··· Textauszug ···

Was war für Sie das Besondere bei den Dreharbeiten zum Film?

Ulrike Folkerts: Das Besondere war Walter Schultheiß, und dass Hannes Stöhr ihm eine solch wunderbare Rolle geschrieben und ihn besetzt und inszeniert hat. Ich hatte ganz wunderbare Szenen mit diesem großartigen Schauspieler in seiner grantigen, aber liebenswerten Rolle des Patriarchen und Seniorchefs Paul Bogenschütz.

Marianne hat, wie alle anderen Kinder, ein spezielles Verhältnis zu ihrem Vater. GLOBAL PLAYER – WO WIR SIND ISCH VORNE ist ein genialer Film über Generationskonflikte, die Zukunft von Familienunternehmen, Traditionen, das Bestehen wollen eines mittelständischen Unternehmens auf dem Weltmarkt, über Familienstrukturen, das Schwabenländle und die Chinesen, ein gelungener Spagat zwischen Beschaulichkeit und Höchstgeschwindigkeit.

KURZINTERVIEW MIT KEVIN CHEN

Was war für Sie das Besondere an Ihrer Rolle des Unternehmers Chong Wang?

Kevin Chen: Chong ist ein ehrgeiziger Unternehmer, der von der Globalisierung und den chinesischen Ambitionen als Wirtschaftsmacht profitiert. Seine tägliche Kleidung sind schicke Anzüge, Krawatten und Selbstbewusstsein. Sein Selbstbewusstsein ist Ausdruck des neuen chinesischen Traums. Die Welt kann diesen Traum nicht ignorieren, das stachelt seinen Ehrgeiz an.

Was war für Sie das Besondere bei den Dreharbeiten zum Film?

Kevin Chen: Ich bin ja eigentlich kein Schauspieler, sondern Autor. Ich schreibe meistens alleine zu Hause. Beim Dreh von GLOBAL PLAYER – WO WIR SIND ISCH VORNE habe ich Teamwork erlebt, was für mich selten und sehr erfrischend ist. Die Geduld, der Spaß, das Lachen, der Fleiß, die Liebe und die Freundschaft haben mich positiv geprägt. Es war einfach wunderbar, zu einem professionellen Team zu gehören. Zusammen arbeiten überbrückt alle kulturellen Unterschiede.

Und die Dreharbeiten im herbstlichen Hechingen werden mir immer wunderbar in Erinnerung bleiben. Ich habe die Zeit in der majestätischen Burg Hohenzollern aber auch in der sehr technischen Textilfabrik genossen.

··· Daten zur Aufgabe ···

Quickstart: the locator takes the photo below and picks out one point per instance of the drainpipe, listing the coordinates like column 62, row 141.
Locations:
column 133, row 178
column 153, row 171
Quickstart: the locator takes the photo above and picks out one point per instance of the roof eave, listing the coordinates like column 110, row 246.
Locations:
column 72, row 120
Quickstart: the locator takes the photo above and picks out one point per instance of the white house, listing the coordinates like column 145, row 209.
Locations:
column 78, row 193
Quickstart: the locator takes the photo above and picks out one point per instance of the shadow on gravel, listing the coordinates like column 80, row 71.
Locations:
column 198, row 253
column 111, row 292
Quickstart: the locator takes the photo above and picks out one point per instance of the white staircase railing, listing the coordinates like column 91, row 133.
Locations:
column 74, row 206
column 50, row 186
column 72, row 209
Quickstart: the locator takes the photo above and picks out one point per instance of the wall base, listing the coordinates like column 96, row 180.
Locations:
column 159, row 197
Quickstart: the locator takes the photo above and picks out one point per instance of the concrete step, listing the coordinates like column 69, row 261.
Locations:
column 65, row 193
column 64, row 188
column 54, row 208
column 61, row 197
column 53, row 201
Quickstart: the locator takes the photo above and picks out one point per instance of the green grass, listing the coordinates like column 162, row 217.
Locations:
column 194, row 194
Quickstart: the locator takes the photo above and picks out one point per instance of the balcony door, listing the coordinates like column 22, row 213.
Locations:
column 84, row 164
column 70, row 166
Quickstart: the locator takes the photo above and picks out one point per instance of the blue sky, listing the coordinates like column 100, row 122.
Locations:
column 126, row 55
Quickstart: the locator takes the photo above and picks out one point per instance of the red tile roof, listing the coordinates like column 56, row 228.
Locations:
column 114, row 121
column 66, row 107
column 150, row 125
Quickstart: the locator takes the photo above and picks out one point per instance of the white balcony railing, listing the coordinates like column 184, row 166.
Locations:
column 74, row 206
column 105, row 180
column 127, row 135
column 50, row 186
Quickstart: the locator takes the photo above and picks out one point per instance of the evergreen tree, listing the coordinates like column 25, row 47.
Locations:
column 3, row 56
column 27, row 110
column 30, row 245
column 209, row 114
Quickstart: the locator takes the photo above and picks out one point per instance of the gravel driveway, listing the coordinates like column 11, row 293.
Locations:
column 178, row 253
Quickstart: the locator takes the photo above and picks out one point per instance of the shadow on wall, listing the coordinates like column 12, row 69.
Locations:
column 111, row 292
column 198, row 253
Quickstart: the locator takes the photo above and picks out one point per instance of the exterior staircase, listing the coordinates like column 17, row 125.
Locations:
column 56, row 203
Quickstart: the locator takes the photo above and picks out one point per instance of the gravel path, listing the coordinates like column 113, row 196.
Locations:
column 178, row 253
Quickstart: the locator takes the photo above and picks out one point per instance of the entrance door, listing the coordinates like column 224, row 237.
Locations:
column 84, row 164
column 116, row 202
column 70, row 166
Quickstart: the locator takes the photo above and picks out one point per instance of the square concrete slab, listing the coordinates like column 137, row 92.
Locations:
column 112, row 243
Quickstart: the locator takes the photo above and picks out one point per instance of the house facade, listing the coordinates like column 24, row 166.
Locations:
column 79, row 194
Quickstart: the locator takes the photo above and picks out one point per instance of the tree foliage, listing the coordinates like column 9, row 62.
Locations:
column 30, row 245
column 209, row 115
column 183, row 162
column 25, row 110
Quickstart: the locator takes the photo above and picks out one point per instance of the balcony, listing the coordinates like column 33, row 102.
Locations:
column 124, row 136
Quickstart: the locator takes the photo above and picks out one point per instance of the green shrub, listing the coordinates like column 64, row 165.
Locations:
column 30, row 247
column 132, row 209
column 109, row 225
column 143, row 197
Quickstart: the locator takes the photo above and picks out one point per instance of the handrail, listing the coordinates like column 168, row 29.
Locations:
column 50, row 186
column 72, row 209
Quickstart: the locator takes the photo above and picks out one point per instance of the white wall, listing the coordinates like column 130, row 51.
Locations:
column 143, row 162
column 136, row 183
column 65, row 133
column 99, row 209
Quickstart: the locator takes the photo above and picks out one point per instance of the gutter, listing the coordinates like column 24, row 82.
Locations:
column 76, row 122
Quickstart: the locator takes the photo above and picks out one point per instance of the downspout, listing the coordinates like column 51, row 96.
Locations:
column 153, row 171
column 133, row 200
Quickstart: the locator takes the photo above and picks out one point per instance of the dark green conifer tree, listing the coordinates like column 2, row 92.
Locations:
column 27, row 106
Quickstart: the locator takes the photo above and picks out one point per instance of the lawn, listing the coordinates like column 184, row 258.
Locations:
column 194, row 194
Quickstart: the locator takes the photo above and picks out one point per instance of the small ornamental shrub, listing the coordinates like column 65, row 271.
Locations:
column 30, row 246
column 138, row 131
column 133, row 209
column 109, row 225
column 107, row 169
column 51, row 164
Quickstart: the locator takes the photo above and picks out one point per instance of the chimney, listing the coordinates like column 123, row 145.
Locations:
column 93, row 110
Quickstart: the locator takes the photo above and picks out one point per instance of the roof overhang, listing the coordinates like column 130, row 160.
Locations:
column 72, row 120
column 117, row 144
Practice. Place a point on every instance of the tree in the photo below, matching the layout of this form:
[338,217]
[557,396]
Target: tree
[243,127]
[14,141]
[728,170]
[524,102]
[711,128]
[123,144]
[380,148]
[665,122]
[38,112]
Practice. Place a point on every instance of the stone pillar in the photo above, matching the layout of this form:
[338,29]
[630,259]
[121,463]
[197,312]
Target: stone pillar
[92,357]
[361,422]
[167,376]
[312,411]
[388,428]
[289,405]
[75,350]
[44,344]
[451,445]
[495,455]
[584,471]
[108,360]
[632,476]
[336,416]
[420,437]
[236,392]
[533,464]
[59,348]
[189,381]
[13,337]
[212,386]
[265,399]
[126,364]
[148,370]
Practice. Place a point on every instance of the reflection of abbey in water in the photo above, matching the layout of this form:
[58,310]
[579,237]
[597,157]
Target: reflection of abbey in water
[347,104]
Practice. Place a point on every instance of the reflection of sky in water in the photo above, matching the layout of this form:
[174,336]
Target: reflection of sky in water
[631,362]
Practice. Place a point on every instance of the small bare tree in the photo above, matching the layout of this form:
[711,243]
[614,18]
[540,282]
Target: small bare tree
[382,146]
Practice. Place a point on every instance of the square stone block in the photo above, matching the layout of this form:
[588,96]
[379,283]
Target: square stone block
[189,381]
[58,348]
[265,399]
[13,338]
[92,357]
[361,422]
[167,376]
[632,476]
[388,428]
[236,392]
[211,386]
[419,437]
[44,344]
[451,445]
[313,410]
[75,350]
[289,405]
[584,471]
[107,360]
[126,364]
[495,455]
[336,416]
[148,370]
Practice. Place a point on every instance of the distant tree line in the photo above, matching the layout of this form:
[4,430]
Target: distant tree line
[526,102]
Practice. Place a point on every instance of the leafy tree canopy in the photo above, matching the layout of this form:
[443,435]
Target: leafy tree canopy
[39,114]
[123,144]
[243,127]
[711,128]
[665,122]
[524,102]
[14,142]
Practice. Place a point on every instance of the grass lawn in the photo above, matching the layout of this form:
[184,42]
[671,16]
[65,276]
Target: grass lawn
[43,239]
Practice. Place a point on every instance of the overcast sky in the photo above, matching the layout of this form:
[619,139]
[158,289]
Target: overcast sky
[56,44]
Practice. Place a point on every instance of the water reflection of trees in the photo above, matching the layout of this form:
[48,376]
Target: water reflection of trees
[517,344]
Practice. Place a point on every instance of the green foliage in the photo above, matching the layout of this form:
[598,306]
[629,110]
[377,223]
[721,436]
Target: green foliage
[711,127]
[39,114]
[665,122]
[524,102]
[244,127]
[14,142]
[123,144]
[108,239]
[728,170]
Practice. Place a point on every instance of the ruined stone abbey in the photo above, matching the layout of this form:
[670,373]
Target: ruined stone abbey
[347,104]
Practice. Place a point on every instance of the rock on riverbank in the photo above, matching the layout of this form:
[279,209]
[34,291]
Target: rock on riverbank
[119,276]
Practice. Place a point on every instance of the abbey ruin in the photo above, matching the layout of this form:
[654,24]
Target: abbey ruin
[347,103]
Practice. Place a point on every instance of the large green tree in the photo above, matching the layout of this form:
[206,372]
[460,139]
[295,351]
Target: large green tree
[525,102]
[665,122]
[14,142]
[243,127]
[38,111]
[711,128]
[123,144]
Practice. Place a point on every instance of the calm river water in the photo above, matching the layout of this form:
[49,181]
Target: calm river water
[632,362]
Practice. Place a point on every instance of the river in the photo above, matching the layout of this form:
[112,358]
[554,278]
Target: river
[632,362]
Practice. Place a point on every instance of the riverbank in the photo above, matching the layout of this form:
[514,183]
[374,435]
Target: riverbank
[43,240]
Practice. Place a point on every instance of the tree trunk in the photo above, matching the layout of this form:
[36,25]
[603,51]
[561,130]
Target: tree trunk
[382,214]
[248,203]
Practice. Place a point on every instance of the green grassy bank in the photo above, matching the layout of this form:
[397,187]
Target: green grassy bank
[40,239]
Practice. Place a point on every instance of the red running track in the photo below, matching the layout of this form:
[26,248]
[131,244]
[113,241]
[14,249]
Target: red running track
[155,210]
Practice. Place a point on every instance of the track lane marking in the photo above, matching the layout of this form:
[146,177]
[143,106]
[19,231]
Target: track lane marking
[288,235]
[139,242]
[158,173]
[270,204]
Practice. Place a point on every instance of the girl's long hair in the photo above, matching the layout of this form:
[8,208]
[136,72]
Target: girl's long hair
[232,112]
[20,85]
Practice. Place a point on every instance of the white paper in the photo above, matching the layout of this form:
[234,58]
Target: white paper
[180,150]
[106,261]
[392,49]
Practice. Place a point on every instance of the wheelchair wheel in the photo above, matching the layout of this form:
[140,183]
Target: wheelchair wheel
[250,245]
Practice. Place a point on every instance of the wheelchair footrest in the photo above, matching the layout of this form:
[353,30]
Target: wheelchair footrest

···

### Übungsaufgaben
1. Geben Sie den Textauszug erneut wieder: Beginnen Sie bei den Worten „Kevin Chen: Chong“ und hören Sie nach „alle kulturellen Unterschiede.“ auf. Tauschen Sie dabei „Teamwork“ gegen „Zusammenarbeit“ aus.
2. Geben Sie einen Abschnitt der Auflistung unverändert zurück. Beginnen Sie bei der Zeile, die „113, row 196.“ enthält, und hören Sie nach der Zeile mit „column 143, row 197“ auf.

### Lösungen der Übung
1.
Kevin Chen: Chong ist ein ehrgeiziger Unternehmer, der von der Globalisierung und den chinesischen Ambitionen als Wirtschaftsmacht profitiert. Seine tägliche Kleidung sind schicke Anzüge, Krawatten und Selbstbewusstsein. Sein Selbstbewusstsein ist Ausdruck des neuen chinesischen Traums. Die Welt kann diesen Traum nicht ignorieren, das stachelt seinen Ehrgeiz an.

Was war für Sie das Besondere bei den Dreharbeiten zum Film?

Kevin Chen: Ich bin ja eigentlich kein Schauspieler, sondern Autor. Ich schreibe meistens alleine zu Hause. Beim Dreh von GLOBAL PLAYER – WO WIR SIND ISCH VORNE habe ich Zusammenarbeit erlebt, was für mich selten und sehr erfrischend ist. Die Geduld, der Spaß, das Lachen, der Fleiß, die Liebe und die Freundschaft haben mich positiv geprägt. Es war einfach wunderbar, zu einem professionellen Team zu gehören. Zusammen arbeiten überbrückt alle kulturellen Unterschiede.

2.
Quickstart: the locator takes the photo above and picks out one point per instance of the gravel path, listing the coordinates like column 113, row 196.
Locations:
column 178, row 253
Quickstart: the locator takes the photo above and picks out one point per instance of the entrance door, listing the coordinates like column 224, row 237.
Locations:
column 84, row 164
column 116, row 202
column 70, row 166
Quickstart: the locator takes the photo above and picks out one point per instance of the square concrete slab, listing the coordinates like column 137, row 92.
Locations:
column 112, row 243
Quickstart: the locator takes the photo above and picks out one point per instance of the house facade, listing the coordinates like column 24, row 166.
Locations:
column 79, row 194
Quickstart: the locator takes the photo above and picks out one point per instance of the tree foliage, listing the coordinates like column 9, row 62.
Locations:
column 30, row 245
column 209, row 115
column 183, row 162
column 25, row 110
Quickstart: the locator takes the photo above and picks out one point per instance of the balcony, listing the coordinates like column 33, row 102.
Locations:
column 124, row 136
Quickstart: the locator takes the photo above and picks out one point per instance of the green shrub, listing the coordinates like column 64, row 165.
Locations:
column 30, row 247
column 132, row 209
column 109, row 225
column 143, row 197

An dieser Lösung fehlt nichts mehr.